§ **EXERCISE TASK**: Everything from the line containing "Please tag every instance of the face" through the final line of the records must be transcribed verbatim; nothing else belongs in the result.

§ **RECORDS**:
** BEGIN **

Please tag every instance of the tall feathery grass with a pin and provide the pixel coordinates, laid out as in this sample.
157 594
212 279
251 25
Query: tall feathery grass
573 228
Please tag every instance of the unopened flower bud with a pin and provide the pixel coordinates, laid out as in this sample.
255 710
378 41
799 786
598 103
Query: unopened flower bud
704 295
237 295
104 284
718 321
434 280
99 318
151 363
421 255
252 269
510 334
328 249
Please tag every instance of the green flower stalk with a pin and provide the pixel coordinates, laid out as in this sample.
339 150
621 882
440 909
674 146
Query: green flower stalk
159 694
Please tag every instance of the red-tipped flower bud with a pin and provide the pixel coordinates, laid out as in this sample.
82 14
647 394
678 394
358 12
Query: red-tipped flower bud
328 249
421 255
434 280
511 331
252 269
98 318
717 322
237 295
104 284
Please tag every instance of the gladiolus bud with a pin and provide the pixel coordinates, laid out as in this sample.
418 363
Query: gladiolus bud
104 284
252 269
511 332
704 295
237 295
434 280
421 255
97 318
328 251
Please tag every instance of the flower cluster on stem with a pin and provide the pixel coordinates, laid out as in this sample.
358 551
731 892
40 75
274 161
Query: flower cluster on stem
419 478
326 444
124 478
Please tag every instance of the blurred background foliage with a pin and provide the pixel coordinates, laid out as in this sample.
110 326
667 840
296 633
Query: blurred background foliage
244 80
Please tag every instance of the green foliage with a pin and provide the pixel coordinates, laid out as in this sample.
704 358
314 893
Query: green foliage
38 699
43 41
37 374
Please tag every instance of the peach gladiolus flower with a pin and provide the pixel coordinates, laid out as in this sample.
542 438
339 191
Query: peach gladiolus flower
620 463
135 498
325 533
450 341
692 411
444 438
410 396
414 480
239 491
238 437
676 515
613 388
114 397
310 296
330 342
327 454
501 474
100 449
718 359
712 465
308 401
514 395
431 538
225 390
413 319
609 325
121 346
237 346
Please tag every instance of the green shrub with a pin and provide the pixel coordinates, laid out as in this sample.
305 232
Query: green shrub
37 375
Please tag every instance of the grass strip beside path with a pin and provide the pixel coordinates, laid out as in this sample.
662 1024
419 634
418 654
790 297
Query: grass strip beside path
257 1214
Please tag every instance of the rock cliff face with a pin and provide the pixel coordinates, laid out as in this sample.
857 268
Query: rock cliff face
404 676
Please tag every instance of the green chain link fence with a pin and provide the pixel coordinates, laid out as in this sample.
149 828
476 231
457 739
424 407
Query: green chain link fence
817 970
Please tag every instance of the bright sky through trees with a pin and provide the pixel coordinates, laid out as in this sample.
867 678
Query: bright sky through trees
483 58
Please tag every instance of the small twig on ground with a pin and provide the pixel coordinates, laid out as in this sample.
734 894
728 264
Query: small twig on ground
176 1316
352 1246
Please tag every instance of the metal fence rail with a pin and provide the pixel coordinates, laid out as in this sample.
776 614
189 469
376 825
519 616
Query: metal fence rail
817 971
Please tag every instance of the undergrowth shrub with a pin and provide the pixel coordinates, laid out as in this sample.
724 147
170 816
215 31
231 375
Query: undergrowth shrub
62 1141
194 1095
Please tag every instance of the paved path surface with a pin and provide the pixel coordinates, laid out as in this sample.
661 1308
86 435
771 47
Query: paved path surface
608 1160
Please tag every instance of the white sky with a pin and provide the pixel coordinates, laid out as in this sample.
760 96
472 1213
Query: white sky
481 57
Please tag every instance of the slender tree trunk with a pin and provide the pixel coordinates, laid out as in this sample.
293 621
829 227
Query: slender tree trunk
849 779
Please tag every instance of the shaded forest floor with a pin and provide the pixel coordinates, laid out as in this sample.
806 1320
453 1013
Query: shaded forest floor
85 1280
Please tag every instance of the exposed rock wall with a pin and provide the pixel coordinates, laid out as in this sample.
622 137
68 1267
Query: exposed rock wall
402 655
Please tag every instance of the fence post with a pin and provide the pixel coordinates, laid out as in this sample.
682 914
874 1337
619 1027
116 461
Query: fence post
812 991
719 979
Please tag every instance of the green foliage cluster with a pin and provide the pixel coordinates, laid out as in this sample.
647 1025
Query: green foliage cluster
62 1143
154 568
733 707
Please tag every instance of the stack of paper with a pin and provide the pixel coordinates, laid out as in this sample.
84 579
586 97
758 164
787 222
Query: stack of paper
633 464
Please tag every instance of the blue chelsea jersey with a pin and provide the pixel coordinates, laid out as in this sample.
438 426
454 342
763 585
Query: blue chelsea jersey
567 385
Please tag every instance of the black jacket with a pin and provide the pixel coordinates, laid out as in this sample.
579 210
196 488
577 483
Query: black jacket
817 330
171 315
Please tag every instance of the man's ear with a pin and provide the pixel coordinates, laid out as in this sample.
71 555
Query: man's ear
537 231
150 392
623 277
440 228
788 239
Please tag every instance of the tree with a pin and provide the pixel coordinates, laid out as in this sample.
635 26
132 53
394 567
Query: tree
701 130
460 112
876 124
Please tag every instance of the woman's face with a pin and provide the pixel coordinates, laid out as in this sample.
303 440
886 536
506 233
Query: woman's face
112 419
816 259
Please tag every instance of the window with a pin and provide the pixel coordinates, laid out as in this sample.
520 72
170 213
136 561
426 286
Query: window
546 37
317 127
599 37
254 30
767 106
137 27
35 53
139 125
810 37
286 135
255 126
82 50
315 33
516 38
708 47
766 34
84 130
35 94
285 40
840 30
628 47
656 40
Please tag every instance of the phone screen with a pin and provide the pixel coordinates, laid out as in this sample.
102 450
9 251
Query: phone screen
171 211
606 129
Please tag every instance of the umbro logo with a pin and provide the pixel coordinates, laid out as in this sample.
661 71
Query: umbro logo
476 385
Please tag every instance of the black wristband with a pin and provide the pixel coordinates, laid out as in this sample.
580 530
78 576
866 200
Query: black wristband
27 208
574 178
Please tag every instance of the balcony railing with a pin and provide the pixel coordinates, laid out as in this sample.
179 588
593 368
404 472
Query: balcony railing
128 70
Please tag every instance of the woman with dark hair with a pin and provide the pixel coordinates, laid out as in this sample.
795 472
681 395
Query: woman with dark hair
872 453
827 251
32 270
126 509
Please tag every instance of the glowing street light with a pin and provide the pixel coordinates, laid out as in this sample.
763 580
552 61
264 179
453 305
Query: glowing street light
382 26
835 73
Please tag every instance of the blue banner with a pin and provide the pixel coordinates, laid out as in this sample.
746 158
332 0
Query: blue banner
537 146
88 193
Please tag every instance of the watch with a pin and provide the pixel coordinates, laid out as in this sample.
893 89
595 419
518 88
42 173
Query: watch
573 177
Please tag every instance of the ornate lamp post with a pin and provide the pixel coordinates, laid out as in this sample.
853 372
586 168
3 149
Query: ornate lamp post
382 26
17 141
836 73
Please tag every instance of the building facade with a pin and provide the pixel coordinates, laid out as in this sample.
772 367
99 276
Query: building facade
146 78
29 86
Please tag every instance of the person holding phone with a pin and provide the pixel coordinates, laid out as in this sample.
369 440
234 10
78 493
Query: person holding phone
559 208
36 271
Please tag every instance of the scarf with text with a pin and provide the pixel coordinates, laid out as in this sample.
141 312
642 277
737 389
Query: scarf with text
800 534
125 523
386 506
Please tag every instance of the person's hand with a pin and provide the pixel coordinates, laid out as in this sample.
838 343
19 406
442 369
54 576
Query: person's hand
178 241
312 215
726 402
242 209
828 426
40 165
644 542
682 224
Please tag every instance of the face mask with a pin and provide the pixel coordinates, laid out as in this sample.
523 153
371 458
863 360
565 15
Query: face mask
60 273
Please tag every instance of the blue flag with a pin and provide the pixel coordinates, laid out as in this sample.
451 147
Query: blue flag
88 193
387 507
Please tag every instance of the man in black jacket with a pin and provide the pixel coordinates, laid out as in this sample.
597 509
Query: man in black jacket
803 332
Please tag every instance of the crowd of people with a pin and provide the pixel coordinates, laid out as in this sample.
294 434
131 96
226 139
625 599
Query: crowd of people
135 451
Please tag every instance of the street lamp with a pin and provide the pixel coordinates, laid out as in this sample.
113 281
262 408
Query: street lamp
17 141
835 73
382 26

** END **

§ **REPLY TO THE TASK**:
Please tag every instance of the face mask with a pin and provide the pixel coordinates, laid out as in this sample.
523 153
371 458
863 360
565 15
Query: face mask
60 273
Please tag every instance of the blue flag with a pin and provide the pixel coordinates, laid out as in this sample.
451 147
Query: blue flag
88 193
387 507
Please tag every instance of the man in black jacket with a pin and provide the pixel coordinates, laid out as in this sample.
597 509
Query: man in black jacket
803 332
Please tag every instance of the crowd of people with a pin and provide the pixel coordinates, laid out as in this sample.
294 434
131 96
226 139
625 599
Query: crowd of people
135 451
Please tag every instance of the street lamp with a pin and provide the pixel coordinates, laid out as in this sample.
113 281
262 408
Query: street lamp
17 141
835 73
382 26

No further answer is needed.